▸ DIRECTIONS
Please give the data again in full, exactly as provided.

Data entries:

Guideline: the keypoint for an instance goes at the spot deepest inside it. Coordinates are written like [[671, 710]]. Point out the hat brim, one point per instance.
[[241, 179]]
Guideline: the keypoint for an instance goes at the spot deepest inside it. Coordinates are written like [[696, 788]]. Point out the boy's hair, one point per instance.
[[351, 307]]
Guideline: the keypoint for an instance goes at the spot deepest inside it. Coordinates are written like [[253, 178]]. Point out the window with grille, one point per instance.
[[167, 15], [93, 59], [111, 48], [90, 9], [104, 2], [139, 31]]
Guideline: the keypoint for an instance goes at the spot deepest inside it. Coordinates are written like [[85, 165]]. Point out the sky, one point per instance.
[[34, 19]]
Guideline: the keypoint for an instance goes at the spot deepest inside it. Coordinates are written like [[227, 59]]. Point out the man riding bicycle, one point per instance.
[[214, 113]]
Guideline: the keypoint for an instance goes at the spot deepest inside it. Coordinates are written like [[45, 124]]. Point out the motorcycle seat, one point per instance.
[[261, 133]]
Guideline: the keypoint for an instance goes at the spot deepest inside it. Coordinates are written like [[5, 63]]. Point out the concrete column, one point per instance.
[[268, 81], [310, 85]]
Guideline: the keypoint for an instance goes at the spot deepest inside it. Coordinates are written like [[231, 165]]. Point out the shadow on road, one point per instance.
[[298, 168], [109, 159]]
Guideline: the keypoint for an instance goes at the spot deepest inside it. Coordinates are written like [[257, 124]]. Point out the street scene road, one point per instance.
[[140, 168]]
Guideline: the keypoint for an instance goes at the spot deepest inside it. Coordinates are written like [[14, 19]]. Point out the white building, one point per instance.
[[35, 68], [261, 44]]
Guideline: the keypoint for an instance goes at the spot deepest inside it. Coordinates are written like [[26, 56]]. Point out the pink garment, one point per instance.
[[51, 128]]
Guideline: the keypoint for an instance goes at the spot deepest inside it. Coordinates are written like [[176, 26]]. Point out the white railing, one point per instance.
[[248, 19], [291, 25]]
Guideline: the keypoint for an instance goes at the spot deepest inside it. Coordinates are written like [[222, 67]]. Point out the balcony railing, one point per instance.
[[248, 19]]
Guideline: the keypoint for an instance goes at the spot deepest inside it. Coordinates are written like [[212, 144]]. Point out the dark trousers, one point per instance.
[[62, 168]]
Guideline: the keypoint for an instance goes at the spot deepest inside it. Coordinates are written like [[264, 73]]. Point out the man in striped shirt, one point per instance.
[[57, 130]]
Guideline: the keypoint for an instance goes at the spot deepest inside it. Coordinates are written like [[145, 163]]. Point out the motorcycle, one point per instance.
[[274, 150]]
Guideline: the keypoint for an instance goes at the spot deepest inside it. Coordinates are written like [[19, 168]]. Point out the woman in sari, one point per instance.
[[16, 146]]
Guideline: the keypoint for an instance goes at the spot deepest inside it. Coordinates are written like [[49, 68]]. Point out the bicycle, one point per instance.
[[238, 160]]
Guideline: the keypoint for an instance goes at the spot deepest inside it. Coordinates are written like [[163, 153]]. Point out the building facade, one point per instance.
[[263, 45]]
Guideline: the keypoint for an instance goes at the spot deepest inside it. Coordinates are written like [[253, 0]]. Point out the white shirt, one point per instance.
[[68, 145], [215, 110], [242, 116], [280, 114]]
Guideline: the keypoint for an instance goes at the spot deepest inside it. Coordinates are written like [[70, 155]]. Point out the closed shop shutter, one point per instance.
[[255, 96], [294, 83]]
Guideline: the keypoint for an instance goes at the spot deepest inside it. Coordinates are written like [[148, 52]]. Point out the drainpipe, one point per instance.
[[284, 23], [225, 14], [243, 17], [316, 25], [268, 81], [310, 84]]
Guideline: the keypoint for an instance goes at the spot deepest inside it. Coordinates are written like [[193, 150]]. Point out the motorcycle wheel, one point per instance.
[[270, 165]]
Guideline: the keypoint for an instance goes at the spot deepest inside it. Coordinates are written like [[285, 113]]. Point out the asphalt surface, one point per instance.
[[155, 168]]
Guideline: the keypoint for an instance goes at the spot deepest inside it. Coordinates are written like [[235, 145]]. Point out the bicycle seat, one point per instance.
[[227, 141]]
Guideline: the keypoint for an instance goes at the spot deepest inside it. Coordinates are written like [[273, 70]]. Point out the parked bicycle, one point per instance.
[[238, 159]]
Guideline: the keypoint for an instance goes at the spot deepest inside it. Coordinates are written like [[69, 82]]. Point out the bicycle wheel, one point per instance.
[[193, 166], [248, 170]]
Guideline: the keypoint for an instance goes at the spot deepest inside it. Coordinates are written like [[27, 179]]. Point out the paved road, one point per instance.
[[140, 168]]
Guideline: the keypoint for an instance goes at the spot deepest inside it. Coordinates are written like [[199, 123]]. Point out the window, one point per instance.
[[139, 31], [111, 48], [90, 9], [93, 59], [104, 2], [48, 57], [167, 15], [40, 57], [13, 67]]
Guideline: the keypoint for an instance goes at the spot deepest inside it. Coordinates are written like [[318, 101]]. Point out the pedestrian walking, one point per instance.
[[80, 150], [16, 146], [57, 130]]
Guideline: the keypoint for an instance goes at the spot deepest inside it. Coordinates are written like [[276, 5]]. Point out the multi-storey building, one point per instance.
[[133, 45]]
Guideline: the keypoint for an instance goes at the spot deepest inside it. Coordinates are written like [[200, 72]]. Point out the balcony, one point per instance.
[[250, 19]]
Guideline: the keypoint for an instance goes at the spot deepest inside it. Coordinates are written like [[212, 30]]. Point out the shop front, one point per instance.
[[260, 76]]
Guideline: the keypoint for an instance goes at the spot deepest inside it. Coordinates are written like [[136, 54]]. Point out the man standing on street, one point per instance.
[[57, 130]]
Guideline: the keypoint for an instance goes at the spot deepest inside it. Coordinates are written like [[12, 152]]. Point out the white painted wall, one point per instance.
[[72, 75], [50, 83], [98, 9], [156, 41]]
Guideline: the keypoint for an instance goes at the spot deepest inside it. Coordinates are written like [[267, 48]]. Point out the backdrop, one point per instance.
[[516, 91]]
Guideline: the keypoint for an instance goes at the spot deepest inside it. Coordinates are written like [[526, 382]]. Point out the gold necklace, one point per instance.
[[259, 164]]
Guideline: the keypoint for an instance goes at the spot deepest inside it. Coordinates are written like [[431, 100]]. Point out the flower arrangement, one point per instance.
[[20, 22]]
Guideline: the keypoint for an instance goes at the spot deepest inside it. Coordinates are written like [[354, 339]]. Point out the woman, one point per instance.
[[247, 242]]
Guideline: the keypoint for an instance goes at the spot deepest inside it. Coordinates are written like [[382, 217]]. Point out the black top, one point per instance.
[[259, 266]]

▸ EXERCISE OUTPUT
Guideline: the keypoint for an instance goes at the spot deepest inside it. Coordinates are written like [[671, 710]]. Point out the hat brim, one point per instance.
[[241, 179]]
Guideline: the keypoint for an instance goes at the spot deepest inside it. Coordinates are written like [[696, 788]]. Point out the boy's hair, one point per instance.
[[351, 307]]
Guideline: the keypoint for an instance goes at the spot deepest inside it. Coordinates are written like [[253, 178]]. Point out the window with grille, one point per instance.
[[167, 15], [93, 59], [111, 48], [90, 9], [104, 2], [139, 31]]
Guideline: the keypoint for an instance goes at the spot deepest inside it. Coordinates are written like [[85, 165]]. Point out the sky, one point per instance.
[[34, 19]]
Guideline: the keypoint for an instance goes at the spot deepest inside it. Coordinates are written like [[227, 59]]. Point out the man riding bicycle, one point per instance.
[[214, 113]]
Guideline: the keypoint for an instance goes at the spot deepest inside it. Coordinates are written like [[45, 124]]. Point out the motorcycle seat, one point per instance.
[[261, 133]]
Guideline: the keypoint for an instance goes at the spot deepest inside it. Coordinates are written like [[5, 63]]. Point out the concrete column, one point per instance.
[[268, 81], [310, 85]]
Guideline: the keypoint for an instance goes at the spot deepest inside it. Coordinates are written like [[231, 165]]. Point out the shadow on road, one point per instance.
[[298, 168], [109, 159]]
Guideline: the keypoint for an instance goes at the spot deepest inside it. Coordinates are written like [[257, 124]]. Point out the street scene road, one point per instance.
[[140, 168]]
Guideline: the keypoint for an instance goes at the spot deepest inside it. Coordinates are written like [[14, 19]]. Point out the white building, one point per instance.
[[35, 68], [261, 44]]
Guideline: the keypoint for an instance goes at the spot deepest inside it. Coordinates are written like [[26, 56]]. Point out the pink garment, one point per instance.
[[51, 128]]
Guideline: the keypoint for an instance goes at the spot deepest inside it. Coordinates are written like [[176, 26]]. Point out the white railing, one point per instance.
[[248, 19], [291, 25]]
Guideline: the keypoint for an instance goes at the spot deepest inside it. Coordinates are written like [[222, 67]]. Point out the balcony railing, one point per instance.
[[248, 19]]
Guideline: the keypoint for an instance goes at the spot deepest inside it. Coordinates are written like [[212, 144]]. Point out the dark trousers, one point per instance.
[[62, 168]]
Guideline: the keypoint for an instance goes at the spot deepest inside it. Coordinates are written like [[264, 73]]. Point out the man in striped shirt, one point per instance.
[[57, 130]]
Guideline: the keypoint for an instance goes at the spot deepest inside it. Coordinates are written like [[145, 163]]. Point out the motorcycle, one point per instance.
[[274, 150]]
Guideline: the keypoint for an instance goes at the spot deepest inside it. Coordinates are written like [[19, 168]]. Point out the woman in sari, one point per instance.
[[16, 146]]
Guideline: the keypoint for an instance goes at the spot deepest inside it. Coordinates are written like [[49, 68]]. Point out the bicycle, one point per instance.
[[238, 160]]
Guideline: the keypoint for an instance goes at the spot deepest inside it. Coordinates are written like [[163, 153]]. Point out the building facade, one point per instance.
[[263, 45]]
Guideline: the keypoint for an instance goes at the spot deepest inside it. Coordinates are written like [[253, 0]]. Point out the white shirt, one point per instance.
[[68, 145], [215, 110], [242, 116], [280, 114]]
Guideline: the keypoint for an instance goes at the spot deepest inside it. Coordinates are written like [[70, 155]]. Point out the closed shop shutter, one point per instance.
[[255, 96], [294, 83]]
Guideline: the keypoint for an instance goes at the spot deepest inside it. Coordinates are written like [[148, 52]]. Point out the drainpipe, one point per instance.
[[284, 23], [225, 14], [243, 17], [316, 25], [268, 81], [310, 84]]
Guideline: the keypoint for an instance goes at the spot deepest inside it. Coordinates are written like [[193, 150]]. Point out the motorcycle wheel, one point per instance.
[[270, 165]]
Guideline: the keypoint for an instance goes at the spot deepest inside it. Coordinates are written like [[285, 113]]. Point out the asphalt surface, one point per instance.
[[155, 168]]
Guideline: the keypoint for an instance goes at the spot deepest inside it. Coordinates are written like [[235, 145]]. Point out the bicycle seat, one point per instance.
[[227, 141]]
Guideline: the keypoint for an instance goes at the spot deepest inside it. Coordinates are written like [[273, 70]]. Point out the parked bicycle, one point per instance.
[[238, 159]]
Guideline: the keypoint for an instance goes at the spot deepest inside it. Coordinates are written like [[69, 82]]. Point out the bicycle wheel, one point per instance.
[[193, 166], [248, 170]]
Guideline: the keypoint for an instance goes at the spot deepest inside it. Coordinates are written like [[27, 179]]. Point out the paved road, one point per instance.
[[140, 168]]
Guideline: the keypoint for an instance goes at the spot deepest inside it. Coordinates are written like [[199, 123]]. Point out the window, one point per instance.
[[139, 31], [111, 48], [90, 9], [93, 59], [104, 2], [48, 57], [167, 15], [40, 57], [13, 67]]
Guideline: the keypoint for an instance goes at the spot deepest inside it. Coordinates are written like [[318, 101]]. Point out the pedestrian walking, one point per instance.
[[80, 150], [16, 146], [57, 130]]
Guideline: the keypoint for an instance goes at the spot deepest inside it. Coordinates are written like [[276, 5]]. Point out the multi-storey building, one point per instance.
[[133, 45]]
Guideline: the keypoint for an instance goes at the spot deepest inside it. Coordinates are written like [[200, 72]]. Point out the balcony, one point per instance.
[[250, 19]]
Guideline: the keypoint for an instance goes at the spot deepest inside it. Coordinates are written like [[212, 30]]. Point out the shop front, one point per instance.
[[260, 76]]
Guideline: the keypoint for an instance goes at the spot deepest inside it. Coordinates are written like [[136, 54]]. Point out the man standing on street, one point per instance.
[[57, 130]]
Guideline: the keypoint for an instance goes at the spot deepest inside it. Coordinates are written like [[12, 152]]. Point out the white painted wall, one point per instance.
[[72, 75], [50, 83], [98, 9], [156, 41]]
Guideline: the keypoint for an instance goes at the spot deepest inside it. Coordinates are written like [[267, 48]]. Point out the backdrop, one point per instance.
[[516, 91]]
Guideline: the keypoint for an instance goes at the spot deepest inside it. Coordinates are written like [[526, 382]]. Point out the gold necklace, one point per instance.
[[259, 164]]
Guideline: the keypoint for an instance goes at the spot deepest inside it. Coordinates are written like [[431, 100]]. Point out the flower arrangement, one point per instance.
[[20, 22]]
Guideline: the keypoint for an instance goes at the spot deepest inside it. Coordinates are written like [[354, 339]]. Point out the woman, one point per instance.
[[247, 242]]
Guideline: the keypoint for an instance goes at the spot deepest inside it. Coordinates are written like [[382, 217]]. Point out the black top, one point per instance.
[[259, 266]]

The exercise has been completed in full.